━━━━━ Source data
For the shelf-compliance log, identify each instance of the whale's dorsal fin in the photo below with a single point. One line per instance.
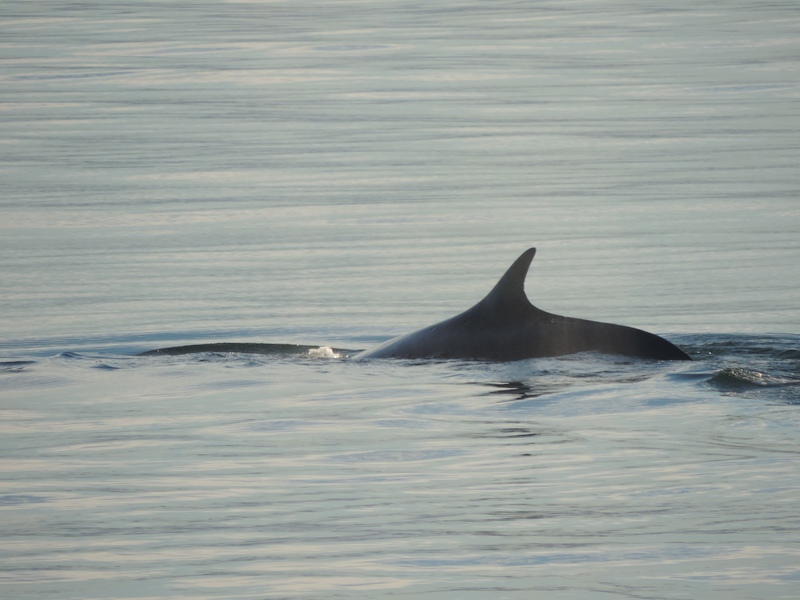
(508, 294)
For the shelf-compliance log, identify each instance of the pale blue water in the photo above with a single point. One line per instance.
(336, 173)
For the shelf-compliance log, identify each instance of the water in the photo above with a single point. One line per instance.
(337, 173)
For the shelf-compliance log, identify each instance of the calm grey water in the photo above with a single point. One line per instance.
(336, 173)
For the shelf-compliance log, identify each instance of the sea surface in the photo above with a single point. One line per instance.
(332, 174)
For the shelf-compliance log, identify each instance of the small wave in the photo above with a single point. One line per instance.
(738, 379)
(323, 352)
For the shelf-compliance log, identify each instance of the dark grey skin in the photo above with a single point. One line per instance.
(505, 326)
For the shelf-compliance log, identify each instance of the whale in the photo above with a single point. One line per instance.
(505, 326)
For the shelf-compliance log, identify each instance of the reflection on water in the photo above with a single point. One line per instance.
(329, 174)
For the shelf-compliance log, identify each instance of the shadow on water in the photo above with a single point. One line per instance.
(763, 366)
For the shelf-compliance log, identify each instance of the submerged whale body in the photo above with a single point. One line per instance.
(505, 326)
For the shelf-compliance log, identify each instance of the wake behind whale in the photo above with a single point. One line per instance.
(504, 326)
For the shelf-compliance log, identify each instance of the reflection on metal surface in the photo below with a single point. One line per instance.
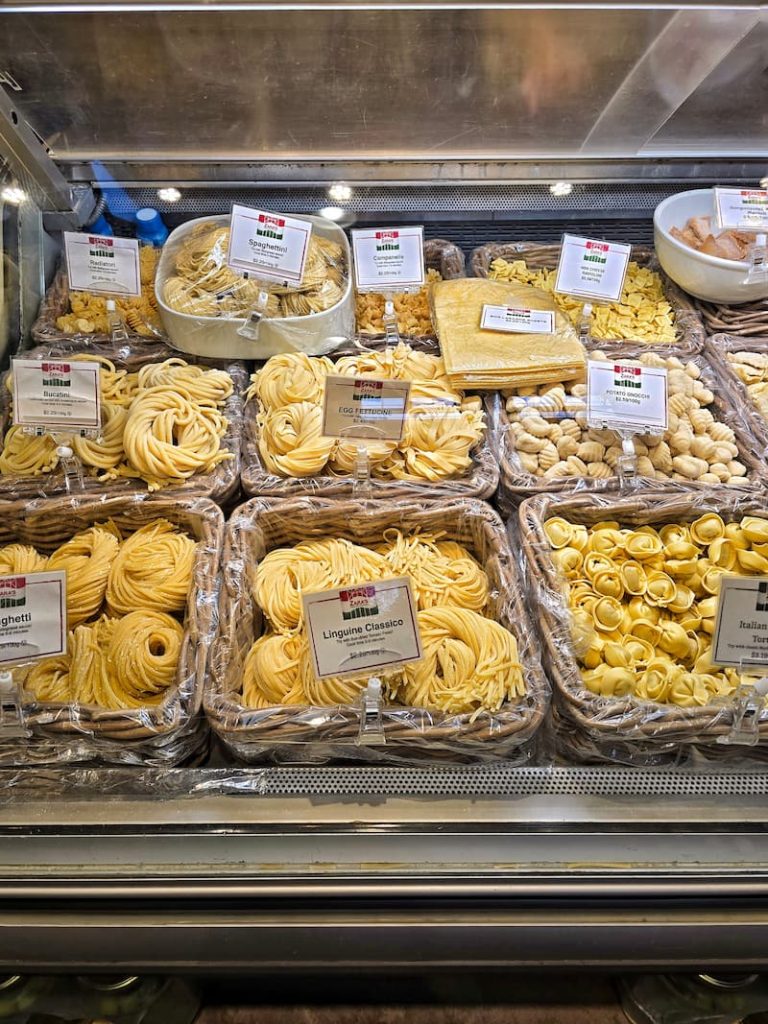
(474, 83)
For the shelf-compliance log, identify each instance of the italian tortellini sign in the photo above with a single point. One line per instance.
(102, 264)
(365, 629)
(740, 638)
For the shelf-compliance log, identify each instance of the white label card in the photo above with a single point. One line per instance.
(367, 629)
(54, 394)
(514, 321)
(33, 615)
(102, 264)
(268, 246)
(365, 408)
(741, 209)
(624, 396)
(740, 637)
(388, 259)
(592, 269)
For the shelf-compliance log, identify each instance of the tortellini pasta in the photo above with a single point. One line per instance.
(643, 602)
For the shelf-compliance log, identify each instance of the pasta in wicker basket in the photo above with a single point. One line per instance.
(264, 701)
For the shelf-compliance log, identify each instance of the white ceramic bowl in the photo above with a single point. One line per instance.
(706, 276)
(217, 338)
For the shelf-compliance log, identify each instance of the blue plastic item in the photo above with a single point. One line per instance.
(150, 226)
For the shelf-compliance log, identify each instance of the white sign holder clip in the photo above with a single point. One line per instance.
(372, 728)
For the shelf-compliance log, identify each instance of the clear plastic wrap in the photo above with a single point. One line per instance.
(168, 733)
(316, 734)
(70, 316)
(741, 366)
(714, 720)
(441, 428)
(205, 305)
(443, 261)
(572, 458)
(687, 326)
(221, 483)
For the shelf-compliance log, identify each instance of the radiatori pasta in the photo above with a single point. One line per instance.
(470, 662)
(162, 425)
(441, 429)
(124, 600)
(643, 602)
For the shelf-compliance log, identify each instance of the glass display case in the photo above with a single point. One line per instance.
(485, 122)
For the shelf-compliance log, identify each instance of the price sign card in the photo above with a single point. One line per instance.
(741, 209)
(101, 264)
(516, 321)
(33, 615)
(268, 246)
(592, 269)
(370, 628)
(740, 637)
(388, 259)
(53, 394)
(365, 408)
(623, 396)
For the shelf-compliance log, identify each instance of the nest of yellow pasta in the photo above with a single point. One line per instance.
(85, 312)
(203, 285)
(643, 602)
(162, 424)
(651, 310)
(284, 421)
(126, 596)
(470, 662)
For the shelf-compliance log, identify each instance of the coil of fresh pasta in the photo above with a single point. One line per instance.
(203, 285)
(162, 424)
(125, 601)
(442, 426)
(643, 602)
(87, 312)
(470, 662)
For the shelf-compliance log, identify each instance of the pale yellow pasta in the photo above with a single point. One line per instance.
(153, 569)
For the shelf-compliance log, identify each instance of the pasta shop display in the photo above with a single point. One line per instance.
(477, 692)
(628, 602)
(443, 448)
(141, 588)
(547, 444)
(653, 310)
(65, 313)
(165, 423)
(443, 261)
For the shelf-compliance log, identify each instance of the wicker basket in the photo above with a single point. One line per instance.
(516, 483)
(750, 320)
(623, 728)
(56, 303)
(439, 255)
(323, 734)
(690, 334)
(480, 481)
(163, 733)
(221, 484)
(717, 349)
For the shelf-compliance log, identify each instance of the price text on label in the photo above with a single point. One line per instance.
(100, 264)
(33, 616)
(592, 269)
(514, 321)
(268, 246)
(741, 209)
(388, 259)
(623, 396)
(56, 395)
(740, 636)
(365, 408)
(363, 630)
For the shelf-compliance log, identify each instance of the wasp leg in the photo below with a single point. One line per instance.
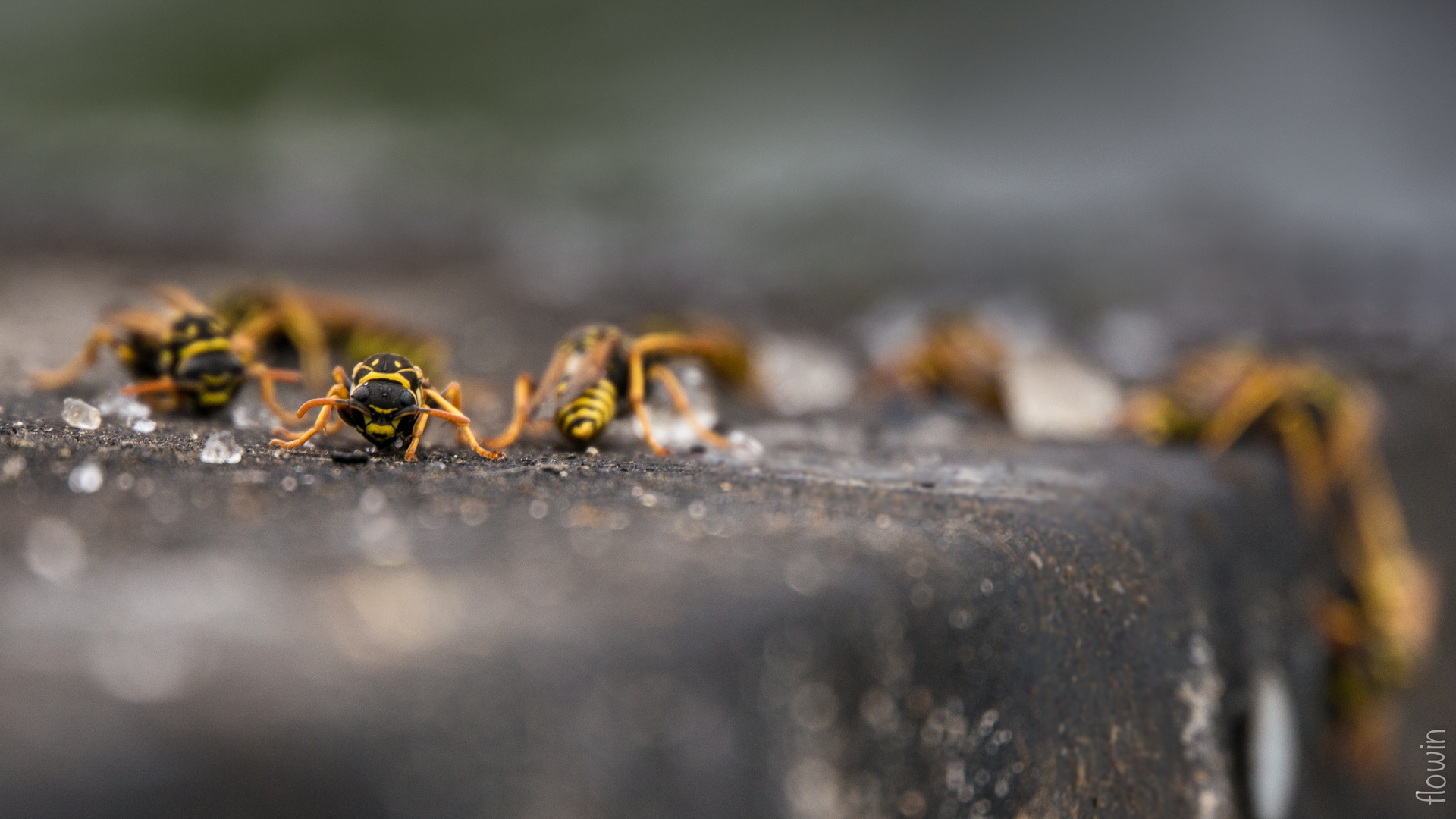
(265, 387)
(637, 388)
(463, 435)
(338, 395)
(526, 400)
(55, 379)
(1305, 453)
(449, 413)
(680, 403)
(1256, 394)
(306, 333)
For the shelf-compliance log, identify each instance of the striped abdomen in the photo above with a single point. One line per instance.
(590, 413)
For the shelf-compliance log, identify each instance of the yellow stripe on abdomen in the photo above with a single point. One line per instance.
(590, 413)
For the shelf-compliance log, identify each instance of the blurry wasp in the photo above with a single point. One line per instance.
(954, 357)
(315, 327)
(388, 400)
(593, 368)
(1329, 430)
(188, 359)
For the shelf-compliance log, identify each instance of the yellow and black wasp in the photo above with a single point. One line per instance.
(389, 401)
(954, 356)
(1381, 632)
(188, 359)
(590, 372)
(315, 325)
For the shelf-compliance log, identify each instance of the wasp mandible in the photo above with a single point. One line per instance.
(389, 401)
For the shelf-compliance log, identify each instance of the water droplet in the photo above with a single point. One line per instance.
(220, 447)
(55, 550)
(80, 414)
(86, 479)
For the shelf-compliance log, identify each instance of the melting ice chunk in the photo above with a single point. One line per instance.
(220, 447)
(123, 407)
(801, 375)
(80, 414)
(86, 479)
(1055, 397)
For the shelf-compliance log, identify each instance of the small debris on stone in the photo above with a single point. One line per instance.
(220, 447)
(123, 407)
(80, 414)
(800, 375)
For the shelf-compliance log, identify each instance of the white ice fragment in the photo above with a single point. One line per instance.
(1273, 746)
(80, 414)
(86, 479)
(55, 550)
(1052, 395)
(672, 428)
(123, 407)
(220, 447)
(801, 375)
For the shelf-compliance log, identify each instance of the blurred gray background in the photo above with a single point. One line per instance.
(1242, 164)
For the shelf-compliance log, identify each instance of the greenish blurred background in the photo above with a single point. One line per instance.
(1114, 150)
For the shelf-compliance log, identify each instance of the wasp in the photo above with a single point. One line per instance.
(954, 357)
(188, 359)
(389, 401)
(590, 372)
(313, 325)
(1329, 428)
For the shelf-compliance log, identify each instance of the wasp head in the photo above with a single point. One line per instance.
(382, 410)
(212, 378)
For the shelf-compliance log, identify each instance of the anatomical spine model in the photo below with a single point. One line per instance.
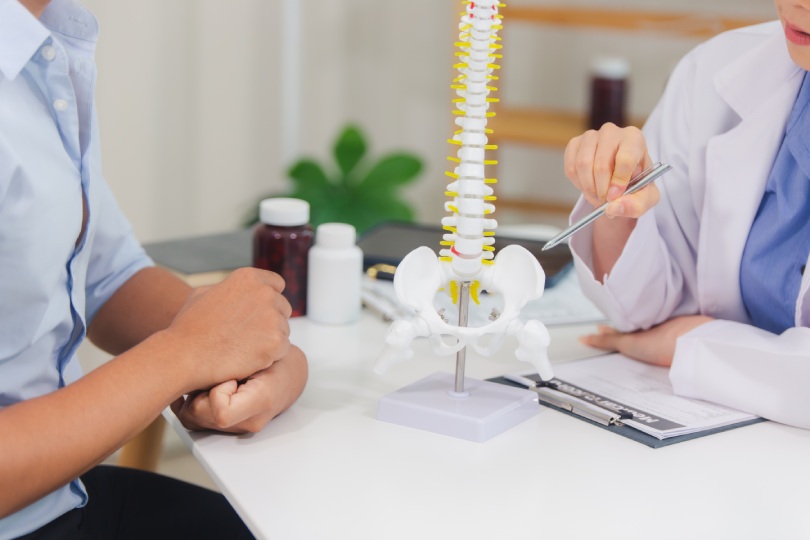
━━━━━━━━━━
● **Brief**:
Pull out every line of the items above that contains the string "small". Case counts, so copy only lines where it appears with the same capitalization.

● **Task solution**:
For the shelf-compliance log, identify each instance of the small wave in the photo above with a single point. One line per instance.
For the shelf-compliance log, identify each instance of the small debris on stone in the photo above with a single point. One line per instance.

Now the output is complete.